▶ EXERCISE BRIEF
Repeat the whole listing below, word for word.

• • •

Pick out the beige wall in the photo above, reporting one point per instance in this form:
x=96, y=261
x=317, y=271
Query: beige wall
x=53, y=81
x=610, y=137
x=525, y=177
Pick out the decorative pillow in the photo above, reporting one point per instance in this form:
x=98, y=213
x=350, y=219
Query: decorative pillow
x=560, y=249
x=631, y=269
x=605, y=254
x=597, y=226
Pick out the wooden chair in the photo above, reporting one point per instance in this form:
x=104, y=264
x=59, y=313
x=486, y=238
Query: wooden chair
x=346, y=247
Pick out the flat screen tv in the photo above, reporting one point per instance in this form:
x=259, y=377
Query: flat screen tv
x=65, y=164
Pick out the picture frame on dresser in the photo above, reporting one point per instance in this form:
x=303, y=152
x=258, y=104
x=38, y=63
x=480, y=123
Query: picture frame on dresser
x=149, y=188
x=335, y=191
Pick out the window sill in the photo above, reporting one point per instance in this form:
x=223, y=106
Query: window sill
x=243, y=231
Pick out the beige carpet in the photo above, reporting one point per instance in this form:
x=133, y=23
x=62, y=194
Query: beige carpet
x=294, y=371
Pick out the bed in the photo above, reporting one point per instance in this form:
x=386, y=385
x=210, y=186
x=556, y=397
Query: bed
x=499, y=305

• • •

▶ OUTPUT BELOW
Pick out the beige wall in the photo above, reporting one point per instance in this form:
x=96, y=261
x=317, y=271
Query: beige wall
x=53, y=81
x=610, y=137
x=525, y=177
Pick out the decorative pillow in the photo above, reporting one point per instance in this form:
x=98, y=213
x=350, y=219
Query: decorative pillow
x=560, y=249
x=631, y=269
x=605, y=254
x=597, y=226
Pick out the wooden chair in the photo above, reporting one point per instance in this form:
x=104, y=264
x=59, y=313
x=486, y=238
Query: wooden chair
x=346, y=247
Pick out the flat screen tv in the photo above, reporting one point per instance in this form:
x=259, y=377
Query: flat screen tv
x=65, y=164
Pick out the picture frame on dresser in the photo above, reporting one point per instance in this form:
x=303, y=152
x=258, y=104
x=38, y=63
x=480, y=123
Query: picture frame on dresser
x=149, y=188
x=335, y=191
Pick out the window sill in the photo above, reporting one point per instance in this form:
x=223, y=106
Query: window sill
x=243, y=231
Pick out the beige carpet in the photo above, reporting one point per instance in this form:
x=133, y=23
x=62, y=194
Query: beige carpet
x=294, y=371
Pick out the bed in the photo above, reporting one point per instance in this form:
x=386, y=385
x=210, y=186
x=556, y=397
Query: bed
x=499, y=305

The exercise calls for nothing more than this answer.